Where a picture occurs in the data, omit it, and copy all remaining data exactly.

━━ MATERIAL TO PROCESS ━━

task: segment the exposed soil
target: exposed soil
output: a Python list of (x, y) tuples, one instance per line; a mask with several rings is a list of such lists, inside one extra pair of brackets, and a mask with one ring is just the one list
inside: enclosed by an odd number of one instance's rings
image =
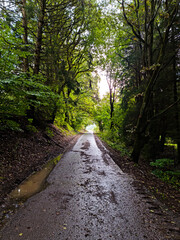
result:
[[(77, 136), (65, 135), (54, 125), (48, 133), (3, 132), (0, 134), (0, 206), (6, 196), (30, 174), (63, 153)], [(0, 207), (1, 210), (1, 207)]]
[[(104, 151), (99, 142), (99, 138), (95, 136), (95, 139), (98, 147), (101, 151)], [(153, 175), (151, 173), (152, 167), (143, 159), (140, 159), (139, 165), (134, 164), (128, 157), (122, 157), (120, 152), (112, 149), (105, 142), (103, 142), (103, 144), (106, 149), (109, 150), (110, 156), (122, 171), (135, 178), (135, 188), (140, 194), (145, 187), (150, 194), (164, 204), (165, 208), (167, 207), (176, 214), (180, 213), (180, 191)]]

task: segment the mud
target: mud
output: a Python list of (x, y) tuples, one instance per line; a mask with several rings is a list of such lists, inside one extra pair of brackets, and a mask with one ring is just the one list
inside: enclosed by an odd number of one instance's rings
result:
[(97, 147), (93, 134), (79, 138), (47, 181), (10, 218), (2, 240), (178, 239), (171, 219), (162, 209), (163, 217), (154, 214), (161, 213), (154, 199)]
[(10, 198), (15, 198), (16, 200), (27, 199), (41, 191), (44, 188), (46, 178), (61, 159), (61, 155), (50, 160), (43, 169), (28, 177), (9, 194)]

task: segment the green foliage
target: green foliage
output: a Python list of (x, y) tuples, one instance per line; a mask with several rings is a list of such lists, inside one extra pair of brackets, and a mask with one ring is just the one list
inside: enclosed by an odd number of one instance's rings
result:
[(52, 138), (54, 136), (53, 131), (49, 127), (46, 128), (46, 133), (50, 138)]
[(162, 181), (172, 184), (174, 187), (179, 189), (180, 187), (180, 171), (163, 171), (156, 169), (152, 172)]
[(59, 126), (78, 130), (92, 116), (98, 95), (97, 79), (90, 71), (92, 45), (95, 50), (99, 44), (95, 35), (99, 35), (101, 11), (96, 1), (52, 0), (46, 3), (42, 23), (41, 3), (24, 4), (24, 12), (15, 2), (2, 3), (0, 9), (1, 129), (36, 131), (34, 124), (55, 120)]
[(72, 134), (76, 134), (76, 132), (74, 131), (74, 129), (68, 124), (66, 123), (65, 125), (60, 125), (58, 126), (59, 130), (66, 136), (68, 135), (72, 135)]
[[(0, 120), (2, 129), (18, 127), (9, 121), (26, 117), (27, 111), (33, 106), (41, 118), (48, 120), (57, 96), (47, 86), (39, 83), (37, 78), (27, 78), (25, 74), (14, 75), (0, 80)], [(11, 127), (12, 126), (12, 127)]]
[(27, 124), (26, 125), (26, 131), (31, 132), (31, 133), (37, 133), (38, 130), (35, 126), (31, 125), (31, 124)]
[(93, 113), (94, 119), (99, 126), (99, 130), (103, 132), (110, 126), (110, 107), (109, 96), (105, 96), (96, 106)]
[[(0, 12), (1, 16), (1, 12)], [(4, 18), (4, 19), (3, 19)], [(21, 51), (22, 39), (17, 37), (22, 34), (21, 28), (12, 31), (12, 27), (6, 20), (7, 16), (2, 14), (0, 18), (0, 78), (4, 79), (18, 71), (20, 57), (25, 54)]]
[(174, 143), (172, 138), (166, 138), (165, 146), (173, 147), (175, 150), (177, 150), (177, 148), (178, 148), (178, 145), (176, 143)]
[(174, 160), (168, 158), (156, 159), (155, 162), (150, 162), (150, 165), (157, 168), (170, 168), (174, 166)]
[(121, 153), (122, 157), (130, 157), (130, 151), (127, 149), (126, 145), (123, 142), (109, 142), (110, 147), (115, 150), (118, 150)]
[(0, 130), (12, 130), (12, 131), (18, 131), (21, 132), (22, 129), (20, 127), (20, 124), (8, 119), (0, 119)]
[(104, 140), (110, 147), (121, 152), (122, 156), (130, 156), (129, 149), (125, 146), (124, 142), (118, 137), (118, 133), (113, 130), (106, 130), (98, 133), (100, 138)]
[(177, 188), (180, 187), (180, 171), (172, 170), (174, 160), (168, 158), (157, 159), (155, 162), (151, 162), (150, 165), (156, 168), (152, 173), (162, 181), (170, 183)]

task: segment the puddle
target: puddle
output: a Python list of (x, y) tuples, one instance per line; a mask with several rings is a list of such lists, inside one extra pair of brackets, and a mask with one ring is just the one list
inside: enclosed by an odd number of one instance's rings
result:
[(44, 188), (46, 178), (53, 170), (55, 165), (61, 159), (61, 155), (57, 156), (53, 160), (50, 160), (42, 170), (37, 173), (34, 173), (24, 182), (22, 182), (15, 190), (10, 193), (10, 198), (15, 199), (27, 199), (37, 192), (41, 191)]

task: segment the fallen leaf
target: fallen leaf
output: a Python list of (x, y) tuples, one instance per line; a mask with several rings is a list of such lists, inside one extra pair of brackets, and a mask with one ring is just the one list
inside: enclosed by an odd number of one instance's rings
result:
[(23, 235), (23, 233), (20, 233), (19, 236), (21, 237)]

━━━

■ SOLUTION TO THIS TASK:
task: segment the exposed soil
target: exposed soil
output: a Python list of (x, y) tuples, one instance per line; a mask with several rings is a list of such lists, inside one extra pair of brackets, and a mask with one ring is just the one list
inside: enclosed by an odd number of one instance's rings
image =
result:
[[(77, 136), (65, 135), (54, 125), (48, 133), (3, 132), (0, 134), (0, 206), (6, 196), (30, 174), (63, 153)], [(0, 207), (1, 210), (1, 207)]]
[[(104, 151), (99, 142), (99, 138), (95, 136), (95, 139), (98, 147), (101, 151)], [(153, 175), (151, 173), (152, 167), (143, 159), (140, 159), (139, 165), (134, 164), (128, 157), (122, 157), (120, 152), (112, 149), (105, 142), (103, 142), (103, 144), (106, 149), (109, 150), (110, 156), (122, 171), (135, 178), (135, 188), (140, 194), (145, 187), (150, 194), (164, 204), (165, 208), (167, 207), (176, 214), (180, 213), (180, 191)]]

task: segment the mud
target: mud
output: a Python list of (x, y) tuples, one instance per line; a mask with several rings is a list of such lists, inside one extra pair of brackets, and a mask with one ring is just the one list
inside: enclosed by an odd number of one instance's rings
result:
[(97, 147), (93, 134), (79, 138), (47, 181), (10, 218), (2, 240), (178, 239), (171, 219), (162, 209), (163, 217), (154, 214), (161, 213), (154, 199)]
[(10, 198), (15, 198), (16, 200), (27, 199), (41, 191), (44, 188), (46, 178), (61, 159), (61, 155), (50, 160), (43, 169), (28, 177), (9, 194)]

task: segment the green foliage
target: green foliage
output: a Python list of (x, y) tuples, one instance per line; a mask with several rings is a list of such lists, inside one extra pair of brackets, and a mask with one ring is just the one list
inside: enclosed by an odd number of one instance's rings
result:
[(52, 138), (54, 136), (53, 131), (49, 127), (46, 128), (46, 133), (50, 138)]
[(162, 181), (172, 184), (174, 187), (179, 189), (180, 187), (180, 171), (163, 171), (156, 169), (152, 172)]
[(59, 126), (78, 130), (92, 116), (98, 95), (97, 79), (90, 71), (92, 45), (95, 50), (99, 44), (95, 35), (99, 35), (101, 11), (96, 1), (52, 0), (46, 3), (42, 23), (41, 3), (24, 4), (24, 12), (15, 2), (2, 3), (0, 9), (1, 129), (36, 131), (34, 124), (55, 120)]
[(72, 134), (76, 134), (76, 132), (74, 131), (74, 129), (68, 124), (66, 123), (65, 125), (60, 125), (58, 126), (59, 130), (66, 136), (68, 135), (72, 135)]
[[(0, 120), (2, 129), (18, 127), (9, 121), (26, 117), (27, 111), (33, 106), (41, 118), (48, 120), (57, 96), (47, 86), (39, 83), (37, 78), (27, 78), (25, 74), (14, 75), (0, 80)], [(11, 127), (12, 126), (12, 127)]]
[(27, 124), (26, 125), (26, 131), (31, 132), (31, 133), (37, 133), (38, 130), (35, 126), (31, 125), (31, 124)]
[(93, 113), (94, 119), (99, 126), (99, 130), (103, 132), (110, 126), (110, 107), (109, 96), (105, 96), (96, 106)]
[[(0, 12), (1, 16), (1, 12)], [(4, 18), (4, 19), (3, 19)], [(21, 51), (22, 39), (17, 37), (22, 34), (21, 28), (12, 31), (12, 27), (6, 20), (7, 16), (2, 14), (0, 18), (0, 78), (4, 79), (18, 71), (20, 57), (25, 54)]]
[(174, 143), (172, 138), (166, 138), (165, 146), (173, 147), (175, 150), (177, 150), (177, 148), (178, 148), (178, 145), (176, 143)]
[(174, 160), (168, 158), (156, 159), (155, 162), (150, 162), (150, 165), (157, 168), (170, 168), (174, 166)]
[(121, 153), (122, 157), (130, 157), (130, 151), (127, 149), (126, 145), (123, 142), (109, 142), (110, 147), (115, 150), (118, 150)]
[(0, 130), (12, 130), (12, 131), (18, 131), (21, 132), (22, 129), (20, 127), (20, 124), (8, 119), (0, 119)]
[(104, 140), (110, 147), (121, 152), (122, 156), (130, 156), (129, 149), (125, 146), (124, 142), (118, 137), (118, 133), (113, 130), (106, 130), (98, 133), (100, 138)]
[(177, 188), (180, 187), (180, 171), (172, 170), (174, 160), (168, 158), (157, 159), (155, 162), (151, 162), (150, 165), (156, 168), (152, 173), (162, 181), (170, 183)]

task: segment the puddle
target: puddle
output: a Python list of (x, y) tuples, one instance per line; a mask with several rings is a list of such lists, inside one extra pair of brackets, and a mask with one ring is just the one list
inside: enclosed by an odd number of one instance's rings
result:
[(44, 188), (46, 178), (53, 170), (55, 165), (61, 159), (61, 155), (57, 156), (53, 160), (50, 160), (42, 170), (37, 173), (34, 173), (24, 182), (22, 182), (15, 190), (10, 193), (10, 198), (15, 199), (27, 199), (37, 192), (41, 191)]

task: segment the fallen leaf
target: fallen leaf
output: a Python list of (x, y) tuples, one instance per line; a mask with several rings is a list of such lists, inside one extra pair of brackets, and a mask with one ring is just the one list
inside: enclosed by an odd number of one instance's rings
result:
[(23, 235), (23, 233), (20, 233), (19, 236), (21, 237)]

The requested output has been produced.